— YOUR GOAL —
Give every line of the material below as a JSON list of strings, one string per line, leaving out any blank lines.

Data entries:
────────────────────
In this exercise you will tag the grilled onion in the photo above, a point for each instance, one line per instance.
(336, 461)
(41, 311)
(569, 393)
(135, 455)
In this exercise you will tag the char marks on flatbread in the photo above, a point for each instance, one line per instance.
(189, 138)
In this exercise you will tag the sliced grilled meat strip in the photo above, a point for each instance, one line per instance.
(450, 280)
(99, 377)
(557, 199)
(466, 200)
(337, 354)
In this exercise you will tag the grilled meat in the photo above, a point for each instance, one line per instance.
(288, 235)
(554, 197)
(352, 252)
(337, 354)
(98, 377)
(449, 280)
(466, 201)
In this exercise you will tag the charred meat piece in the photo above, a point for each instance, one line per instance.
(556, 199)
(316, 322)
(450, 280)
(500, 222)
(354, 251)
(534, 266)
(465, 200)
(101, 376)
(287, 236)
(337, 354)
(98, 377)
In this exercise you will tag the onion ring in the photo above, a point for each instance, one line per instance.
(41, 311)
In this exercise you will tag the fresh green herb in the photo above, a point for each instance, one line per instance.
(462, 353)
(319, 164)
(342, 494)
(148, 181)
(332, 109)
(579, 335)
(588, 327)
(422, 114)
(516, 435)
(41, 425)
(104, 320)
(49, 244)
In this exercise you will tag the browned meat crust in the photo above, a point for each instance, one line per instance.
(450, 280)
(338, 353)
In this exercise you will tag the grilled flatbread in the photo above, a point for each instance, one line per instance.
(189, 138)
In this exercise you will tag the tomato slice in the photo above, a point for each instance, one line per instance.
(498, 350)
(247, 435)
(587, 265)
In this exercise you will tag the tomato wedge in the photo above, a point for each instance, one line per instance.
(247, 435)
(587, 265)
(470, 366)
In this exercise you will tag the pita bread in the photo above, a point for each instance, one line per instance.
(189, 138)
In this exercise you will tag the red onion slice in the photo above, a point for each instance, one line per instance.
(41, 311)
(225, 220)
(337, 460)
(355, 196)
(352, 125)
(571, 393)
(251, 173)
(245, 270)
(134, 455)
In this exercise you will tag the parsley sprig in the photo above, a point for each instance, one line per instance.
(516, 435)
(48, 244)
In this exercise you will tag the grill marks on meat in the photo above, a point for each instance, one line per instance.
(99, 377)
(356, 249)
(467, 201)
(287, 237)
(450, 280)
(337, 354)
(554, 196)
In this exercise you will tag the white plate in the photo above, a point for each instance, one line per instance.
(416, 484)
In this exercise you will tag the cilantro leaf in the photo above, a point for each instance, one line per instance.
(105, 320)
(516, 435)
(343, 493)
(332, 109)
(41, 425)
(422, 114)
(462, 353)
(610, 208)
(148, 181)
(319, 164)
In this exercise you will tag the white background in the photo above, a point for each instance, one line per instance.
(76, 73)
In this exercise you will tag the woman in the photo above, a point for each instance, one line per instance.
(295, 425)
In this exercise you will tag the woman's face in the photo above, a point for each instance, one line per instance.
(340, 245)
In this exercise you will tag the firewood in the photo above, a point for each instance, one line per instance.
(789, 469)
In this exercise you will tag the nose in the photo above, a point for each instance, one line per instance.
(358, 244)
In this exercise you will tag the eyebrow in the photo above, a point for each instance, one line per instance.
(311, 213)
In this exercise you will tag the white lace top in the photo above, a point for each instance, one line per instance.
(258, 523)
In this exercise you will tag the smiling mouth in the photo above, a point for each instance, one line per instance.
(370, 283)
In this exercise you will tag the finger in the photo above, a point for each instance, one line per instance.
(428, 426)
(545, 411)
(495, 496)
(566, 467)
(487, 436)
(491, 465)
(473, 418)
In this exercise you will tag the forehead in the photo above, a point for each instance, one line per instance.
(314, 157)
────────────────────
— TASK SOLUTION —
[
  "In this exercise you will tag the grilled onion in the photo above, a point for each instance, one line per instance.",
  "(336, 461)",
  "(41, 311)",
  "(569, 393)",
  "(135, 455)",
  "In this exercise you will tag the char marks on flatbread in the photo above, a point for each instance, one line per instance.",
  "(189, 138)",
  "In this exercise you will tag the sliced grilled meat strip in the photo above, a point for each instance, one line per instance.",
  "(450, 280)",
  "(99, 377)",
  "(557, 199)",
  "(466, 200)",
  "(337, 354)",
  "In this exercise you will tag the grilled meat in the photo above, a point for each instance, one line per instance.",
  "(288, 235)",
  "(554, 197)",
  "(352, 252)",
  "(337, 354)",
  "(98, 377)",
  "(449, 280)",
  "(466, 201)",
  "In this exercise you will tag the charred meat piece in the photo above, a point for each instance, one line per instance.",
  "(556, 199)",
  "(316, 322)",
  "(450, 280)",
  "(500, 222)",
  "(354, 251)",
  "(534, 266)",
  "(465, 200)",
  "(101, 376)",
  "(287, 236)",
  "(337, 354)",
  "(98, 377)",
  "In this exercise you will tag the onion ring in the photo above, a point for each instance, one line per instance.",
  "(41, 311)",
  "In this exercise you will tag the fresh green herb in the photo above, a point for each instance, one line per instance.",
  "(462, 353)",
  "(319, 164)",
  "(342, 494)",
  "(148, 181)",
  "(332, 109)",
  "(579, 335)",
  "(588, 327)",
  "(422, 114)",
  "(516, 435)",
  "(41, 425)",
  "(104, 320)",
  "(49, 244)",
  "In this exercise you will tag the browned meat crust in the photo above, a point for each instance, one line per instance.",
  "(450, 280)",
  "(338, 353)",
  "In this exercise you will tag the grilled flatbread in the photo above, a point for each instance, one line per instance.",
  "(189, 138)",
  "In this exercise you will tag the tomato slice in the photo above, a point for each instance, one line per instance.",
  "(498, 350)",
  "(247, 435)",
  "(587, 265)",
  "In this exercise you will tag the tomato wedge in the photo above, a point for each instance, one line per instance.",
  "(247, 435)",
  "(587, 265)",
  "(470, 366)",
  "In this exercise you will tag the pita bread in the photo above, a point for each instance, one line per instance.",
  "(189, 138)",
  "In this exercise you will tag the red onion slice in the photo above, a point for each instance, one line per instance.",
  "(41, 311)",
  "(225, 220)",
  "(337, 460)",
  "(355, 196)",
  "(352, 125)",
  "(571, 393)",
  "(251, 173)",
  "(245, 270)",
  "(134, 455)",
  "In this exercise you will tag the parsley sprig in the photo above, a point for each instance, one line per instance.",
  "(516, 435)",
  "(48, 244)",
  "In this exercise you will tag the grill marks on meat in the photo above, a point for each instance, one line per instance.",
  "(99, 377)",
  "(356, 249)",
  "(467, 201)",
  "(287, 237)",
  "(450, 280)",
  "(337, 354)",
  "(554, 196)",
  "In this exercise you will tag the white plate in the photo above, a point for each instance, one line per instance.",
  "(416, 484)",
  "In this exercise you will tag the cilantro leaf in the photo above, a point for each instance, one line per instance.",
  "(105, 320)",
  "(516, 435)",
  "(343, 493)",
  "(332, 109)",
  "(41, 425)",
  "(422, 114)",
  "(462, 353)",
  "(610, 208)",
  "(148, 181)",
  "(319, 164)",
  "In this exercise you will tag the white background in the photo above, a point for each instance, one line per instance.",
  "(76, 73)",
  "In this exercise you will tag the woman in the photo above, a point for each instance, one line per instance.",
  "(295, 425)",
  "In this exercise you will tag the woman's face in the photo above, a point for each instance, one line per instance.",
  "(340, 245)",
  "In this exercise you will tag the firewood in the photo above, a point for each instance, one line per instance.",
  "(789, 469)",
  "In this exercise you will tag the nose in the photo above, a point for each instance, one line per instance.",
  "(358, 244)",
  "In this exercise you will tag the eyebrow in the photo above, a point for each instance, one line per instance.",
  "(311, 213)",
  "In this exercise you will tag the white lace top in the photo above, a point for each instance, one line per instance.",
  "(258, 523)",
  "In this exercise you will tag the smiling mouth in the photo above, a point for each instance, one line per instance.",
  "(370, 283)",
  "In this exercise you will tag the finger in the photo above, a point for each instance, one line per instance.",
  "(428, 426)",
  "(545, 411)",
  "(495, 496)",
  "(566, 467)",
  "(487, 436)",
  "(491, 465)",
  "(473, 418)",
  "In this exercise you will tag the forehead in the photo above, a point for each instance, one line per instance.",
  "(314, 157)"
]